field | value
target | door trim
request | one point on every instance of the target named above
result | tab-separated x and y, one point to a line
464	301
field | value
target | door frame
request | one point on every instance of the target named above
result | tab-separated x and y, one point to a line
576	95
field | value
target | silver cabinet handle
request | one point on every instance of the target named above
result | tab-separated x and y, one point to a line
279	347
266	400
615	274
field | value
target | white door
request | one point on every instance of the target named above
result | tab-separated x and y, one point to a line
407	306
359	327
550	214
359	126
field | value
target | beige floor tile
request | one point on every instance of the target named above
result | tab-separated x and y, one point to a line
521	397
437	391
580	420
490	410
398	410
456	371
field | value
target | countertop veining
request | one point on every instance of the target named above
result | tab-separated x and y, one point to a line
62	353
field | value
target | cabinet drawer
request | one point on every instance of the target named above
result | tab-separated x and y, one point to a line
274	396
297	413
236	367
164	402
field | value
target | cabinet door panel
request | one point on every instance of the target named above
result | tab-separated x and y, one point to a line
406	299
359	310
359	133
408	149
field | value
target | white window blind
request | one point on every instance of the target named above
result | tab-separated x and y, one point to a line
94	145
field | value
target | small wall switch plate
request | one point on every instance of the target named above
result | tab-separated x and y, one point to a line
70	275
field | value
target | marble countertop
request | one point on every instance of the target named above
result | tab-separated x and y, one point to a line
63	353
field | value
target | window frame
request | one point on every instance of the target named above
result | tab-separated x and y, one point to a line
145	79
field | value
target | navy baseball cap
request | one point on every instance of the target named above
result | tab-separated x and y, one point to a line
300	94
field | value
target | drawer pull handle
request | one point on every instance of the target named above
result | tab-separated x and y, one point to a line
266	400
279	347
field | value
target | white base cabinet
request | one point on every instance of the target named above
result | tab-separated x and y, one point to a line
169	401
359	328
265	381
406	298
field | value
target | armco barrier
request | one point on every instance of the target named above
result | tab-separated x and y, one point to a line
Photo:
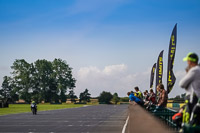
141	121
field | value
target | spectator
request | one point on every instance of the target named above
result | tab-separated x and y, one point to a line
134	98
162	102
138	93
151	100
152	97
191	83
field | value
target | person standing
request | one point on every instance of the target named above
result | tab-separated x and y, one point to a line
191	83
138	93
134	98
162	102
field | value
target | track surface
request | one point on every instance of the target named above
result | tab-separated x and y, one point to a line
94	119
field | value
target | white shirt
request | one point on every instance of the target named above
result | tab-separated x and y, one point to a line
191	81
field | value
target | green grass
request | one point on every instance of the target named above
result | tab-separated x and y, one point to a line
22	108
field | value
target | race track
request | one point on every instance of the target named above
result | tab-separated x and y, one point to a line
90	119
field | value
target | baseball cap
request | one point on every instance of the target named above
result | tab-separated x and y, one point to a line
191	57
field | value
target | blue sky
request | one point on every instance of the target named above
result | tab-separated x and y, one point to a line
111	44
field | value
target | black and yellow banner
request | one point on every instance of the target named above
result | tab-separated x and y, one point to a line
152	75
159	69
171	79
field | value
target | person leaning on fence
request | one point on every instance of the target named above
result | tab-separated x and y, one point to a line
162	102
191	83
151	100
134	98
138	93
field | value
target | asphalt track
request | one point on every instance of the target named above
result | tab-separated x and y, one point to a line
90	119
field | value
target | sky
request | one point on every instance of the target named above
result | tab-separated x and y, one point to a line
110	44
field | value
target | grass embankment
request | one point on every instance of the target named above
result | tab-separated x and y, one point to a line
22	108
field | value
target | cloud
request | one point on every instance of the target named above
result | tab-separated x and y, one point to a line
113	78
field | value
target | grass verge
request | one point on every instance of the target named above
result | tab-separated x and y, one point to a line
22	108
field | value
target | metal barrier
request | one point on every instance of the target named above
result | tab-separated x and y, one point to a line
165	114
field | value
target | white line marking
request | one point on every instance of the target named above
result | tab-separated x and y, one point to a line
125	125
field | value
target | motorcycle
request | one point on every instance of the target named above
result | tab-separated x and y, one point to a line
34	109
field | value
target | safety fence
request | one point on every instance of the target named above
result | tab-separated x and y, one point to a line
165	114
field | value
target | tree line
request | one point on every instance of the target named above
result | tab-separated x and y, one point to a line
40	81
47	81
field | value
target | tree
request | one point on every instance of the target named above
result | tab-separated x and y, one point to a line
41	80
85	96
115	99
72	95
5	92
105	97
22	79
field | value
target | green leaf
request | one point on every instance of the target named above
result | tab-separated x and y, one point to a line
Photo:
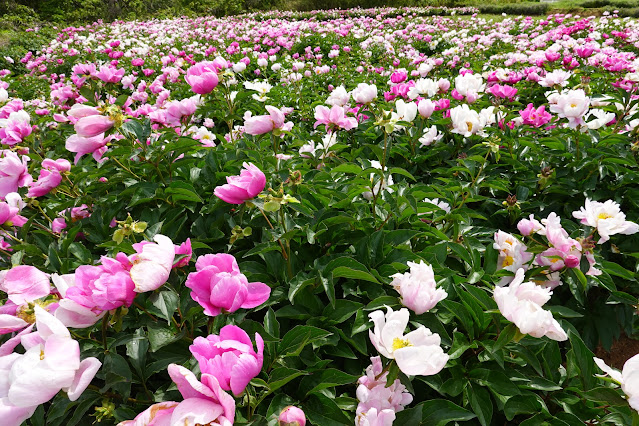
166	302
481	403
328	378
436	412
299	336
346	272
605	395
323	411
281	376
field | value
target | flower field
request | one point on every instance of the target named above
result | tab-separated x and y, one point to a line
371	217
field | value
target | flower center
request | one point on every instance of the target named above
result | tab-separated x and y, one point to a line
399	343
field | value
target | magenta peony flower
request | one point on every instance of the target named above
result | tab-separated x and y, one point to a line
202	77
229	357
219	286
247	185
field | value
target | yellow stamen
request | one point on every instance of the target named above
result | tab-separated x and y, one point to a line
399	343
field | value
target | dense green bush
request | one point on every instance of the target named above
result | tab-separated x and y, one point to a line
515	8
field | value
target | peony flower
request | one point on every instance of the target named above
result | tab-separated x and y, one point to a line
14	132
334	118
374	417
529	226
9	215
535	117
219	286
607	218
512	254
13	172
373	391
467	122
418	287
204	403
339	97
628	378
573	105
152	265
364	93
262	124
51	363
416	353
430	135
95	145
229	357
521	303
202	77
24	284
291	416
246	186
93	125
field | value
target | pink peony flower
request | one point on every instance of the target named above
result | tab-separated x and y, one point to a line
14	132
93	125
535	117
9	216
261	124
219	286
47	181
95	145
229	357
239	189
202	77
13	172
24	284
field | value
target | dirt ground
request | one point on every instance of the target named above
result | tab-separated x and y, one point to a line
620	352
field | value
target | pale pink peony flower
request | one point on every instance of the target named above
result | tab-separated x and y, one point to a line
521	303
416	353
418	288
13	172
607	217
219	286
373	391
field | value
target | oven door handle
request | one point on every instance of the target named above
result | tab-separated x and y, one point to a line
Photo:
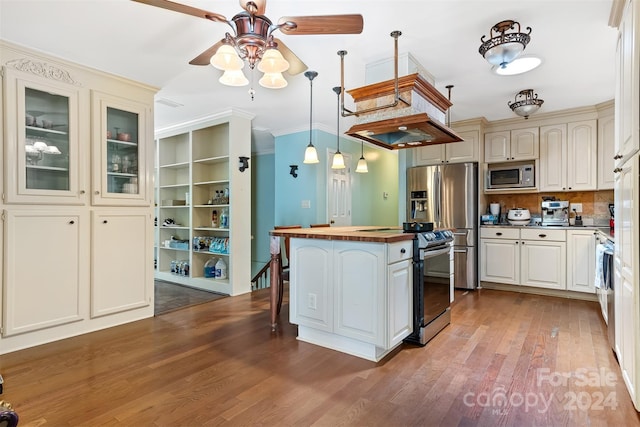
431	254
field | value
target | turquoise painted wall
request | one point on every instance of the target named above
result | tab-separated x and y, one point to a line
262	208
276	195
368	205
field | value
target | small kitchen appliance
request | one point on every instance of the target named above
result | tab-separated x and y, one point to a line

--

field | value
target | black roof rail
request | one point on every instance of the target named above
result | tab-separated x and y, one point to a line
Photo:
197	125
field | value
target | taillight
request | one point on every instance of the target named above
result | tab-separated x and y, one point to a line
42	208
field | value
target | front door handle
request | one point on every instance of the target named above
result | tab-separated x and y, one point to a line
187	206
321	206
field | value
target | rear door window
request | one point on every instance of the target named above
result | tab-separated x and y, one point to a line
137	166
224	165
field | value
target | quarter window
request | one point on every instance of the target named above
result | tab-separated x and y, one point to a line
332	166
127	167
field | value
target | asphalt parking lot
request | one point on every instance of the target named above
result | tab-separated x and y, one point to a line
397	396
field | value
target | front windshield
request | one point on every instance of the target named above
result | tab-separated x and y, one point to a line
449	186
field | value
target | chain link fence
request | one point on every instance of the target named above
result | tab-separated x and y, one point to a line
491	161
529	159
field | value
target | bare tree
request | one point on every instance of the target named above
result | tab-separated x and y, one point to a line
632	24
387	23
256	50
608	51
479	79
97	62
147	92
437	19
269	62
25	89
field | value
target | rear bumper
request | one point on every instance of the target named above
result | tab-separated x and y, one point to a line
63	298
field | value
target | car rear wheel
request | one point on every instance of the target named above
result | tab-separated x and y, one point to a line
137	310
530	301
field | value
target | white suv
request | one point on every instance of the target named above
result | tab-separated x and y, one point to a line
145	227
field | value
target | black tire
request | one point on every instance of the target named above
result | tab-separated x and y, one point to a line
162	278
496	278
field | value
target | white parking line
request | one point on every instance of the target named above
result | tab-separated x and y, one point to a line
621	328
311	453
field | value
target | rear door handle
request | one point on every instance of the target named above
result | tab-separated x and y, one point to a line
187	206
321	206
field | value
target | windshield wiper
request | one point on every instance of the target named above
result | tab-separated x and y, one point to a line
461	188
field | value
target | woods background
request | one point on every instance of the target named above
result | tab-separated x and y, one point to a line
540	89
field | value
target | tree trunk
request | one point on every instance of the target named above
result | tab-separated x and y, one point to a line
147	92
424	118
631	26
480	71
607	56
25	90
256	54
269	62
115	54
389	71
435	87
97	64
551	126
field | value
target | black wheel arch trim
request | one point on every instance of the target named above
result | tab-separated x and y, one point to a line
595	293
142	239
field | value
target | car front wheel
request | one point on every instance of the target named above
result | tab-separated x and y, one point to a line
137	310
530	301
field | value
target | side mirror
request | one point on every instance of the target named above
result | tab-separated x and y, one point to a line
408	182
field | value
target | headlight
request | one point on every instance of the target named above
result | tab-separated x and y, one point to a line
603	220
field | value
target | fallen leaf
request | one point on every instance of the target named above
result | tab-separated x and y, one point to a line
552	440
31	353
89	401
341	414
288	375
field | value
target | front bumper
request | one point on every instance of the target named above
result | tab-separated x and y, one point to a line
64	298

• [Exercise details]:
Show every line of the records that contains the string "wheel", matching its case exactly.

• [Output for this exercise]:
target | car rear wheel
target | black wheel arch trim
target | car front wheel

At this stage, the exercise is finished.